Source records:
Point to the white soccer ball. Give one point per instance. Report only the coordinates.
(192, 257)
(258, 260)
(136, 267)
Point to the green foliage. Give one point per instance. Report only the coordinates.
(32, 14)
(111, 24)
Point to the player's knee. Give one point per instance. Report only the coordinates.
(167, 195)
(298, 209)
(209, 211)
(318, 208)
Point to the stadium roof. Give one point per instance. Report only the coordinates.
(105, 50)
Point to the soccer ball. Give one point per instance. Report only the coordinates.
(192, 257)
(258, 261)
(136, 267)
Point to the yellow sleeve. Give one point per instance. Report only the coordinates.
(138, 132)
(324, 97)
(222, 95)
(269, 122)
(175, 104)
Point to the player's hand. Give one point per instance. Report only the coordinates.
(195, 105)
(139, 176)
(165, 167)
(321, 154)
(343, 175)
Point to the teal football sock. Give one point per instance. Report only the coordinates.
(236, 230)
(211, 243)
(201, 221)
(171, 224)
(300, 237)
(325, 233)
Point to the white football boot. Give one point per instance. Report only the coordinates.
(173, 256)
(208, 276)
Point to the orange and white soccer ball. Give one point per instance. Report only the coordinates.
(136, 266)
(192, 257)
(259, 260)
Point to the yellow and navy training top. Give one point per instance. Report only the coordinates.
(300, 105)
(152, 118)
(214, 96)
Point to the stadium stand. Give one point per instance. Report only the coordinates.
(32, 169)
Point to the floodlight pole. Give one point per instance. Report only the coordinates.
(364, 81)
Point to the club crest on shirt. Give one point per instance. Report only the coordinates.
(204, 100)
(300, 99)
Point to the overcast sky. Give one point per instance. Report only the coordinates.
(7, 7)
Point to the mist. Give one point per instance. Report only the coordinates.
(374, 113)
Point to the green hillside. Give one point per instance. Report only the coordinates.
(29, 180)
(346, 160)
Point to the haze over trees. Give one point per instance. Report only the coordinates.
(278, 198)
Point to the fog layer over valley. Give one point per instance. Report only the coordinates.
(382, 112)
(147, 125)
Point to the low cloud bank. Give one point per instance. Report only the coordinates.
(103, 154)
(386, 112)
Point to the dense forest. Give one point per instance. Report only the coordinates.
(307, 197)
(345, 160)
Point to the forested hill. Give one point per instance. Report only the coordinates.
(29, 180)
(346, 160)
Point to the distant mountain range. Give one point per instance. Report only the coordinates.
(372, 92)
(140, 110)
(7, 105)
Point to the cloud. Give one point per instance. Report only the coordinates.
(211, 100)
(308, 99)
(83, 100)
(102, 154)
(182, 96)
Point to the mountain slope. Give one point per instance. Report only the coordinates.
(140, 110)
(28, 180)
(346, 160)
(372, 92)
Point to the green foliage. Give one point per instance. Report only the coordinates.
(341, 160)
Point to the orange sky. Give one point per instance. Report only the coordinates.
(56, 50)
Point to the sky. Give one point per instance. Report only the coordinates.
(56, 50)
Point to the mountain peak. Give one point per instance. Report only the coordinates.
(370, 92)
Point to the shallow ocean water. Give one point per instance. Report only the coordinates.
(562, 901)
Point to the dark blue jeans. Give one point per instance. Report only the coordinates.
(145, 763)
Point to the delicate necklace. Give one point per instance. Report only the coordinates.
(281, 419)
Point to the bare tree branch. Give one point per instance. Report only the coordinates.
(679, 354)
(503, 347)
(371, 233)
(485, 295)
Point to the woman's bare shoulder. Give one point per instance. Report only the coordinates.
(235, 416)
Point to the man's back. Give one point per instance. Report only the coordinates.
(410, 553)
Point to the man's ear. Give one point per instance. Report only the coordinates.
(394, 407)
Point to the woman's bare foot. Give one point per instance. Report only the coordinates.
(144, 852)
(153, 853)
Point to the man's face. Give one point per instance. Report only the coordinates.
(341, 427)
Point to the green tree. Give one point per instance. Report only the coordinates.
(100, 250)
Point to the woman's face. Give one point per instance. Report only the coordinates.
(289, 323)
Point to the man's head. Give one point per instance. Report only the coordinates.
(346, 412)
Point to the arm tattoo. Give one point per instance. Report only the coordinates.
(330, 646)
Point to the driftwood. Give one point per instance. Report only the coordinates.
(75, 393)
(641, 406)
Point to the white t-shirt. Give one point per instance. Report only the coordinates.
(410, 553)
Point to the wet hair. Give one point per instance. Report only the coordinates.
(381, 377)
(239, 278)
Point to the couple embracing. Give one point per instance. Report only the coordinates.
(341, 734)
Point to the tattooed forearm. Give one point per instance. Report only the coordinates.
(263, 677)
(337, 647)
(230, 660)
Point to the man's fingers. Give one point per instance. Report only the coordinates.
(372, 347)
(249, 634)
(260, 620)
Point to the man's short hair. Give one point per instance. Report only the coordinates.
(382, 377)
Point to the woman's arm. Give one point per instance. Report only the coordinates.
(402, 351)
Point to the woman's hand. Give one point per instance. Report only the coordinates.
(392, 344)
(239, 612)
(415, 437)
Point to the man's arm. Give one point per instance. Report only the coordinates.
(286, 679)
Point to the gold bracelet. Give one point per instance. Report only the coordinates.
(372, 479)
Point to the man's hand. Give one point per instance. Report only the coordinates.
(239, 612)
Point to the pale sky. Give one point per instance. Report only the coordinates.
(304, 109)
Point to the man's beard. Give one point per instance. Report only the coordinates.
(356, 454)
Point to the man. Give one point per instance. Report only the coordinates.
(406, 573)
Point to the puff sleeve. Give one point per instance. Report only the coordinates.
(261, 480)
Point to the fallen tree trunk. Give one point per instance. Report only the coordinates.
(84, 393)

PROBLEM:
Repeat every one of the records above word for word.

SOLUTION TO THIS EXERCISE:
Point to the white soccer ball. Give one point per instance. Report only the coordinates.
(192, 257)
(258, 260)
(136, 267)
Point to the green foliage. Give one point per instance. Report only the coordinates.
(32, 14)
(111, 24)
Point to the player's knee. Give one point per instance. Report only the coordinates.
(167, 195)
(298, 209)
(209, 211)
(318, 208)
Point to the stadium roof. Give one point per instance. Report only the coordinates.
(105, 50)
Point to the soccer ball. Give one point per instance. Report only the coordinates.
(192, 257)
(258, 261)
(136, 267)
Point to the yellow sleeve. Give one point per instance. Report only the coordinates.
(138, 132)
(324, 97)
(222, 95)
(269, 122)
(175, 104)
Point to the player's hand. Give one point per instance. Report only the coordinates.
(195, 105)
(139, 176)
(165, 167)
(321, 154)
(343, 175)
Point to the teal football sock. Give one point per instance. Report only the coordinates.
(236, 230)
(211, 243)
(201, 221)
(171, 224)
(300, 237)
(325, 233)
Point to the white football boot. Give one point per instance. Report only the coordinates.
(173, 256)
(208, 276)
Point to the orange and white soccer ball. Give one point per instance. Report only the coordinates.
(136, 266)
(192, 257)
(259, 260)
Point to the yellow and navy training top. Give one point per instance. Report only the coordinates.
(300, 105)
(152, 118)
(214, 96)
Point to the stadium stand. Give one point per instance. Report only the coordinates.
(32, 169)
Point to the floodlight pole. Give one point per instance. Report only the coordinates.
(364, 81)
Point to the club crest on shirt. Give one point per instance. Report only the coordinates.
(204, 100)
(300, 99)
Point to the overcast sky. Give one point per instance. Report only the coordinates.
(7, 7)
Point to the mist. Give one point per instance. Report only the coordinates.
(374, 113)
Point to the green hillside. Give one point per instance. Report only the coordinates.
(29, 180)
(346, 160)
Point to the haze over trees. Give one point per instance. Report only the coordinates.
(278, 198)
Point to the fog layer over valley. Give one point per instance. Report only the coordinates.
(382, 112)
(147, 125)
Point to the low cloud bank. Give one point per instance. Report only the coordinates.
(103, 154)
(386, 112)
Point to the dense forest. Give one point per instance. Report only the coordinates.
(307, 197)
(345, 160)
Point to the forested hill. Give one point per instance. Report only the coordinates.
(29, 180)
(346, 160)
Point to the distant mountain range. Give one point per instance. Report only the coordinates.
(372, 92)
(140, 110)
(7, 105)
Point to the cloud. Give one point per instance. Report only the coordinates.
(211, 100)
(308, 99)
(83, 100)
(102, 154)
(182, 96)
Point to the mountain slope. Give one point per instance. Report only the coordinates.
(140, 110)
(28, 180)
(346, 160)
(372, 92)
Point to the green foliage. Give one point per instance. Report only the coordinates.
(341, 160)
Point to the orange sky. Give one point per instance. Report only the coordinates.
(56, 50)
Point to the sky. Give one point per instance. Report only the coordinates.
(56, 50)
Point to the mountain peak. Give one point per instance. Report only the coordinates.
(370, 92)
Point to the shallow ocean water. Give one point per instance. Report only the coordinates.
(562, 901)
Point to the dark blue jeans. Give one point per instance. Report only the coordinates.
(145, 763)
Point to the delicate necklace. Give one point per instance. Report only the coordinates.
(281, 419)
Point to the bare tree branch. Give one point per instance. Report only the coordinates.
(679, 354)
(503, 347)
(371, 233)
(485, 295)
Point to the woman's bare shoulder. Give one point per instance. Report only the coordinates.
(235, 416)
Point to the man's back. Give one point per instance. Report only the coordinates.
(410, 553)
Point to the man's ear. Give one point per instance. Report only the coordinates.
(394, 407)
Point to the woman's bare foot. Give one point per instance. Report only the coordinates.
(144, 852)
(153, 853)
Point to the man's face. Give one point per instance. Report only the coordinates.
(341, 427)
Point to the green tree. Give one point per instance. Report only the coordinates.
(100, 250)
Point to the woman's face. Give one point per instance. Report only the coordinates.
(289, 323)
Point to the man's head. Give one point per instance. Report only the coordinates.
(346, 412)
Point to the arm tattoo. Give one point per instance. Report only the coordinates.
(330, 646)
Point to the driftwood. Give one point per instance. Report only the coordinates.
(75, 393)
(641, 406)
Point to the white t-shirt. Give one point per instance. Report only the coordinates.
(410, 553)
Point to the wet hair. Give one point per instance. Report only the coordinates.
(381, 377)
(239, 278)
Point to the couple embracing. Give one point per instance. Report only the coordinates.
(341, 734)
Point to the tattooed forearm. Give one point per instance. Report only the coordinates.
(263, 677)
(337, 647)
(230, 660)
Point to the man's fingers. Give one point per instance. Report only the coordinates.
(372, 347)
(249, 634)
(260, 620)
Point to the man's short hair. Give one point per instance. Report only the coordinates.
(382, 377)
Point to the woman's arm. Give one point per instance. Report only the coordinates.
(402, 351)
Point to the woman's hand. Give one point per instance. Report only the coordinates.
(392, 344)
(239, 612)
(415, 437)
Point to the man's arm. Give one point per instance. Report only the coordinates.
(286, 679)
Point to the gold bracelet. Give one point per instance. Report only the coordinates.
(372, 479)
Point to the man's hand. Give one point per instance. Report only the coordinates.
(239, 612)
Point to the pale sky. Give one point per instance. Report only the coordinates.
(304, 109)
Point to the man's beard. Give one point per instance. Report only the coordinates.
(356, 454)
Point to the man. Give one point per instance. Report only the coordinates.
(406, 573)
Point to the puff sleeve. Give one point per instance. Report only the coordinates.
(261, 480)
Point to the fallen tree trunk. Give one point per instance. Report only the coordinates.
(84, 393)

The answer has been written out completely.